Schreiben Sie den Text über den Artilleriebeschuss im September 1915 vollständig und Zeichen für Zeichen ab.

++++ ANGEZEIGTER TEXT ++++

Mittwoch, 23. September 2015

23. September 1915


„Schon vom ersten Tag an, den das Regiment wieder in der alten Stellung zubrachte, überschüttete uns die feindliche Artillerie mit einem wahren Hagel von Geschossen aller Kaliber. Man glaubte, es handle sich um einen der gewohnten morgendlichen Feuer-überfälle, aber bald war man sich darüber klar, daß es sich doch um etwas mehr handeln mußte. Es war die Einleitung zu einer siebentägigen Artillerievorbereitung (18.–24. September) voller Schrecken.

++++ GEGEBENE ANGABEN ++++

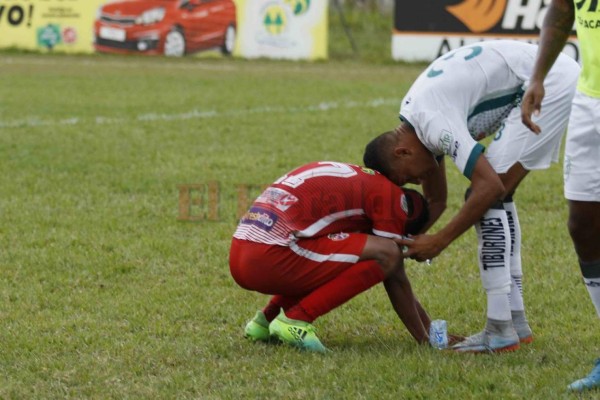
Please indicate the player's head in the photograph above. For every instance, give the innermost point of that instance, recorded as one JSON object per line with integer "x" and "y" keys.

++++

(ANTWORT ZUR AUFGABE)
Mittwoch, 23. September 2015

23. September 1915


„Schon vom ersten Tag an, den das Regiment wieder in der alten Stellung zubrachte, überschüttete uns die feindliche Artillerie mit einem wahren Hagel von Geschossen aller Kaliber. Man glaubte, es handle sich um einen der gewohnten morgendlichen Feuer-überfälle, aber bald war man sich darüber klar, daß es sich doch um etwas mehr handeln mußte. Es war die Einleitung zu einer siebentägigen Artillerievorbereitung (18.–24. September) voller Schrecken.